*Passage*:
━━━━━━━━━━━━━━━━━━━━━━━━━━━━━━
The railroad industry lobbied aggressively for congressional action to extend a previous year-end deadline for positive train control, or PTC, implementation by at least three years, until Dec. 31, 2018. The extension was enacted by Congress and signed into law by President Obama late last month.

In a Nov. 19 letter to railroads, Federal Railroad Administration chief Sarah Feinberg warned that rail operators could face a daily civil penalty of at least $5,000 for failing to submit a PTC implementation plan by Jan. 27.

"FRA intends to aggressively enforce the deadlines and requirements," she said in the letter.



PTC involves complex safety and communications technology that can slow or stop a train under circumstances that could pose a safety risk.
━━━━━━━━━━━━━━━━━━━━━━━━━━━━━━
*Provided information*:
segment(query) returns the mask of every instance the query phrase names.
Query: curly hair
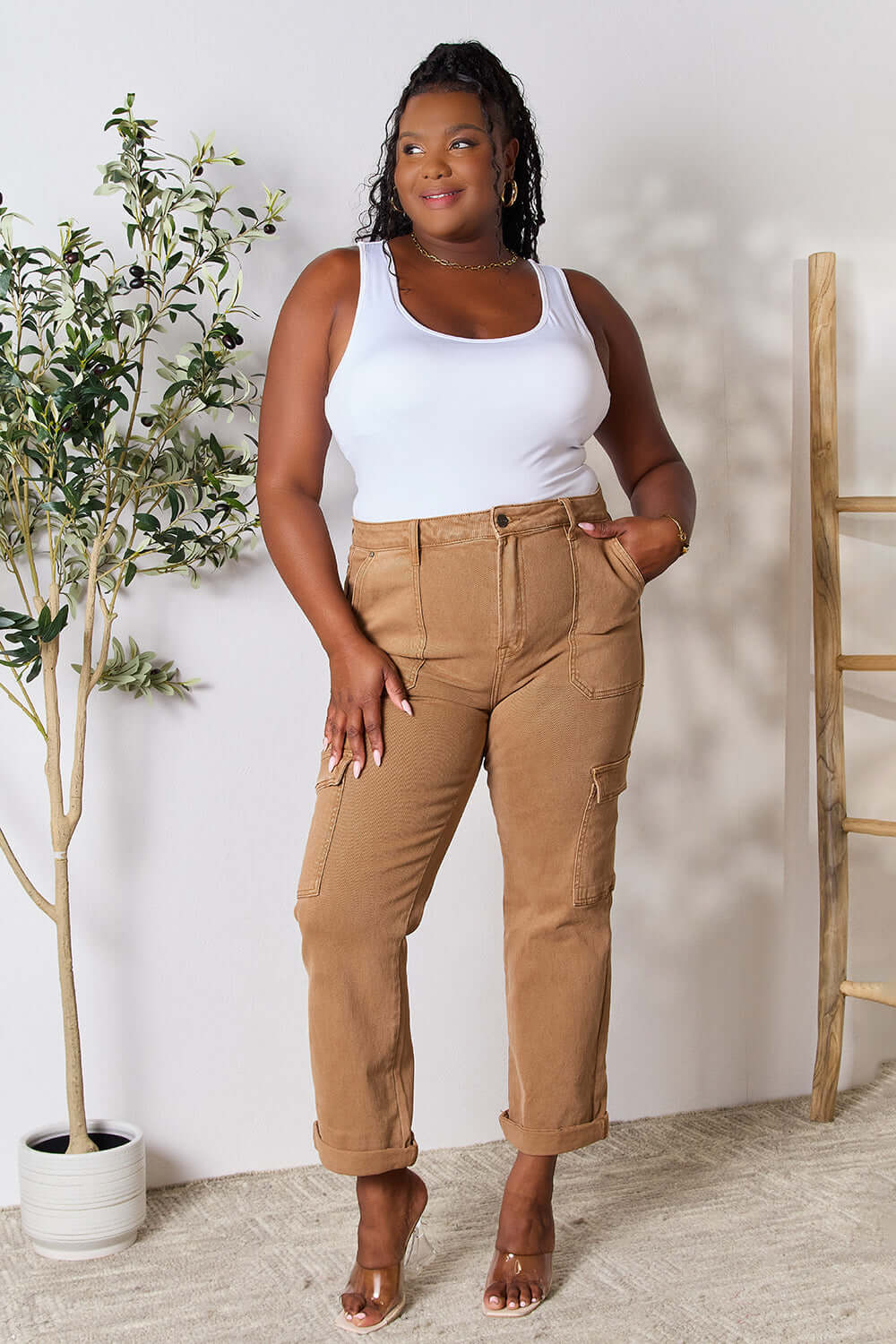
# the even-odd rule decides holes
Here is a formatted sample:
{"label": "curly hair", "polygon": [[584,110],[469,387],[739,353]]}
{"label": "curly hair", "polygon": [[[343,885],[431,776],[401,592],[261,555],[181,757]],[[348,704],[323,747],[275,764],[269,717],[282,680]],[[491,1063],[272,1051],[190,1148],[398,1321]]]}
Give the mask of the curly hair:
{"label": "curly hair", "polygon": [[[380,149],[377,175],[369,187],[367,231],[359,228],[355,242],[361,238],[376,241],[410,234],[412,224],[403,210],[392,206],[395,190],[395,157],[398,126],[410,98],[430,89],[443,93],[476,93],[480,99],[485,129],[492,141],[496,204],[501,165],[496,156],[494,125],[501,125],[506,138],[520,141],[514,164],[517,199],[512,207],[496,208],[498,242],[520,257],[539,259],[536,239],[544,214],[541,211],[541,153],[535,132],[535,121],[514,77],[481,42],[439,42],[411,73],[398,106],[386,122],[386,140]],[[369,181],[369,179],[368,179]],[[371,218],[372,215],[372,218]]]}

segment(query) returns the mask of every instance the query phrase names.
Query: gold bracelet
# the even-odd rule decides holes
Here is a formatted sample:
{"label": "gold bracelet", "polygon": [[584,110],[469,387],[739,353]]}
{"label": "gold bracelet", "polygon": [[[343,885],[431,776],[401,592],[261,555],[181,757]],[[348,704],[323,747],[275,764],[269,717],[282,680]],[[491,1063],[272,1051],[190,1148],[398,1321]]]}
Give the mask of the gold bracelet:
{"label": "gold bracelet", "polygon": [[[672,517],[672,513],[661,513],[660,517]],[[672,521],[678,528],[678,536],[681,538],[681,555],[684,555],[688,550],[688,535],[677,517],[672,517]]]}

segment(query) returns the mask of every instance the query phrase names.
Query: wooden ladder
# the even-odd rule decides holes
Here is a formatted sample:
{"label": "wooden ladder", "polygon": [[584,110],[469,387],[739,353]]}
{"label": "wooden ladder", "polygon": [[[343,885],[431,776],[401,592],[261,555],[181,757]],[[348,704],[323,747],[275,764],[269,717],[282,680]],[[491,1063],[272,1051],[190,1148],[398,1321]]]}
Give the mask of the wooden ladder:
{"label": "wooden ladder", "polygon": [[833,1120],[846,996],[896,1008],[896,980],[846,980],[846,836],[896,836],[896,821],[846,816],[844,671],[891,672],[895,655],[841,652],[840,513],[896,513],[893,495],[841,496],[837,465],[837,296],[834,253],[809,258],[810,495],[815,750],[818,763],[818,1047],[810,1120]]}

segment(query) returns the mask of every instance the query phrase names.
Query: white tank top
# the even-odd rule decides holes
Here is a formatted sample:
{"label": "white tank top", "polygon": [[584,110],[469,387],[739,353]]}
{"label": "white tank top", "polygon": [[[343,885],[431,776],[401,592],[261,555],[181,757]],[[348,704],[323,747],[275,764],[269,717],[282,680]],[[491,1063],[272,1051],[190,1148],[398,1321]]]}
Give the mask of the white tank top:
{"label": "white tank top", "polygon": [[395,521],[596,491],[583,445],[610,388],[560,267],[531,262],[537,325],[480,340],[418,323],[388,243],[357,246],[357,309],[324,401],[357,481],[352,516]]}

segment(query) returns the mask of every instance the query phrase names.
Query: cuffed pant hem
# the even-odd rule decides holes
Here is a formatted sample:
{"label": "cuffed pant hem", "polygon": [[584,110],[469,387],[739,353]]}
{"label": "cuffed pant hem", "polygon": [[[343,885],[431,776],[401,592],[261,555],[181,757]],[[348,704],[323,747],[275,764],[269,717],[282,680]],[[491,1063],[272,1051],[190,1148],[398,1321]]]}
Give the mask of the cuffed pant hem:
{"label": "cuffed pant hem", "polygon": [[321,1138],[317,1121],[313,1126],[314,1148],[320,1160],[330,1172],[341,1176],[376,1176],[379,1172],[398,1171],[399,1167],[412,1167],[418,1159],[418,1146],[411,1134],[410,1144],[403,1148],[333,1148]]}
{"label": "cuffed pant hem", "polygon": [[555,1153],[571,1153],[575,1148],[586,1148],[598,1138],[606,1138],[610,1117],[603,1114],[584,1125],[567,1125],[564,1129],[524,1129],[514,1124],[506,1110],[498,1116],[504,1137],[521,1153],[535,1157],[551,1157]]}

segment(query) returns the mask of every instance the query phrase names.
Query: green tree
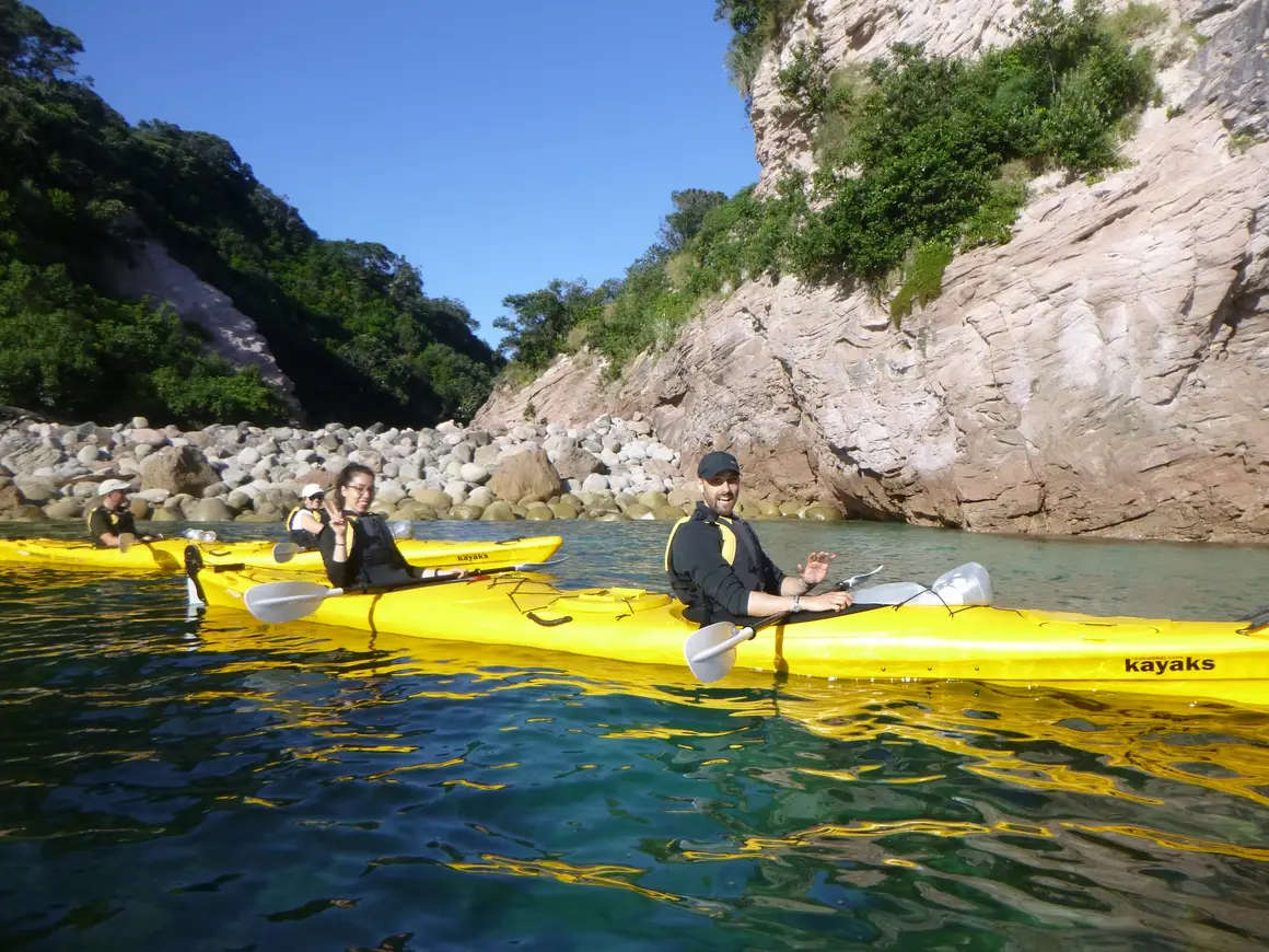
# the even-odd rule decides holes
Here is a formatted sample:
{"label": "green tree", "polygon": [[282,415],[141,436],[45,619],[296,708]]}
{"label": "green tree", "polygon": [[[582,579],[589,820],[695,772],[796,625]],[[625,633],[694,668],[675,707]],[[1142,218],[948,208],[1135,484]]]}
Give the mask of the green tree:
{"label": "green tree", "polygon": [[[81,48],[33,8],[0,0],[0,267],[29,265],[5,274],[28,286],[38,275],[46,287],[10,287],[10,301],[29,302],[9,308],[10,339],[46,343],[6,354],[0,388],[74,413],[58,381],[75,372],[58,368],[95,358],[60,352],[99,345],[110,324],[131,327],[132,357],[150,362],[113,391],[135,401],[126,415],[246,406],[280,415],[277,400],[256,399],[258,376],[230,386],[228,371],[201,355],[179,321],[152,325],[99,283],[104,260],[157,240],[255,320],[313,416],[426,423],[478,405],[504,362],[459,302],[428,297],[418,268],[383,245],[320,239],[223,138],[162,121],[129,126],[76,77]],[[23,330],[37,316],[49,322],[43,338]],[[454,357],[438,358],[447,350],[437,347]]]}
{"label": "green tree", "polygon": [[508,294],[503,306],[511,314],[494,321],[506,331],[499,352],[525,369],[543,369],[560,353],[569,331],[599,317],[612,291],[609,284],[591,288],[585,281],[557,278],[539,291]]}
{"label": "green tree", "polygon": [[727,201],[722,192],[708,192],[703,188],[689,188],[671,192],[674,211],[661,222],[660,244],[667,254],[678,254],[688,241],[695,237],[711,208],[717,208]]}

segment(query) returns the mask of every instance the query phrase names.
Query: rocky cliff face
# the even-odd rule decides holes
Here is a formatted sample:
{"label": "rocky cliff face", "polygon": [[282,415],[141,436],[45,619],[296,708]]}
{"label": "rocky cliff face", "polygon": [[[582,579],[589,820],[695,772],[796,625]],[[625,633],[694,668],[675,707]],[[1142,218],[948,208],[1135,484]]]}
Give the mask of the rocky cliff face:
{"label": "rocky cliff face", "polygon": [[[1269,0],[1178,3],[1209,39],[1164,77],[1103,182],[1034,190],[1014,239],[957,258],[904,321],[854,287],[745,284],[605,386],[586,354],[478,423],[650,414],[685,458],[735,451],[751,493],[914,523],[1138,538],[1269,538]],[[1013,8],[812,0],[766,58],[754,129],[769,187],[808,168],[774,75],[896,41],[972,55]]]}
{"label": "rocky cliff face", "polygon": [[132,261],[110,260],[104,272],[107,282],[119,294],[168,303],[183,321],[202,327],[208,352],[236,367],[255,367],[292,413],[302,416],[294,386],[278,367],[255,321],[239,311],[226,294],[169,255],[161,244],[145,241],[136,249]]}

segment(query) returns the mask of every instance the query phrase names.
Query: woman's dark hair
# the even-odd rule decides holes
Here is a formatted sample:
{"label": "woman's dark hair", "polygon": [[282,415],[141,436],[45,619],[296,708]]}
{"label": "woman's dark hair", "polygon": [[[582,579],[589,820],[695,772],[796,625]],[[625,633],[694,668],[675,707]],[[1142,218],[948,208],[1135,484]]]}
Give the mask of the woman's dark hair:
{"label": "woman's dark hair", "polygon": [[343,470],[339,471],[339,476],[335,477],[335,489],[340,494],[340,498],[338,500],[340,505],[343,505],[344,503],[344,486],[352,482],[353,477],[357,476],[358,473],[364,473],[371,477],[372,482],[374,481],[374,470],[372,470],[369,466],[363,466],[362,463],[349,463],[348,466],[345,466]]}

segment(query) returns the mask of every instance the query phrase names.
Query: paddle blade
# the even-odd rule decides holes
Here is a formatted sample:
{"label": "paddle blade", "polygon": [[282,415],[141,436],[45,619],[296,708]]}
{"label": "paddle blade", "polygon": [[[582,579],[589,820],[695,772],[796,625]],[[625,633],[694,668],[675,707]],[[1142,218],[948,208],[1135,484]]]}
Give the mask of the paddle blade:
{"label": "paddle blade", "polygon": [[343,594],[316,581],[270,581],[253,585],[242,597],[246,609],[261,622],[280,625],[312,614],[322,599]]}
{"label": "paddle blade", "polygon": [[699,680],[713,684],[736,665],[736,645],[750,635],[749,628],[737,628],[731,622],[709,625],[688,636],[683,642],[683,656]]}
{"label": "paddle blade", "polygon": [[301,548],[294,542],[279,542],[273,547],[273,561],[289,562]]}

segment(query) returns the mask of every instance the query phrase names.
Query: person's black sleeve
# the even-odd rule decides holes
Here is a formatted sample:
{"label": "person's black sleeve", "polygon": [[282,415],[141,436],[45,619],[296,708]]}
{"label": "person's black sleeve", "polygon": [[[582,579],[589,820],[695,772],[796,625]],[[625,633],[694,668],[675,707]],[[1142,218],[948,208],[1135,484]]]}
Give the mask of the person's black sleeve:
{"label": "person's black sleeve", "polygon": [[684,523],[674,536],[670,561],[711,602],[740,618],[749,614],[749,589],[722,557],[718,539],[718,529],[706,522]]}
{"label": "person's black sleeve", "polygon": [[326,566],[326,578],[338,589],[345,588],[353,576],[352,562],[335,561],[335,528],[324,529],[317,536],[317,551],[321,552],[321,561]]}
{"label": "person's black sleeve", "polygon": [[759,555],[761,557],[763,566],[763,592],[768,595],[780,594],[780,585],[784,584],[784,572],[780,567],[770,560],[770,557],[759,547]]}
━━━━━━━━━━━━━━━━━━━━━━━━━━━━━━
*Your tasks*:
(a) Sum up the passage on positive train control in two sentences.
(b) Carry on the passage about positive train control, picking up after its last sentence.
The listing is separate material that has nothing to do with the text on train safety.

*Results of the tasks*:
(a) After heavy lobbying by the railroad industry, Congress extended the deadline for putting positive train control in place by at least three years, to Dec. 31, 2018, and President Obama signed the extension into law. Federal Railroad Administration chief Sarah Feinberg warned railroads that failing to submit an implementation plan by Jan. 27 could bring a daily civil penalty of at least $5,000, saying the agency intends to aggressively enforce the deadlines.

(b)
The National Transportation Safety Board, which has been calling on railroads to adopt the new technology since the late 1960s, said it would have prevented the Amtrak derailment that killed eight people and injured more than 200 others last May in Philadelphia.

Congress set the previous 2015 deadline for PTC implementation in 2008.

Under the new extension, railroads are required to submit plans that detail their intended schedules to implement the technology and demonstrate how rail operators will meet milestones.

The regulator then has 90 days to approve or disapprove each plan. Railroads with plans that fail to win regulatory approval would have an additional 30 days to file a revised plan.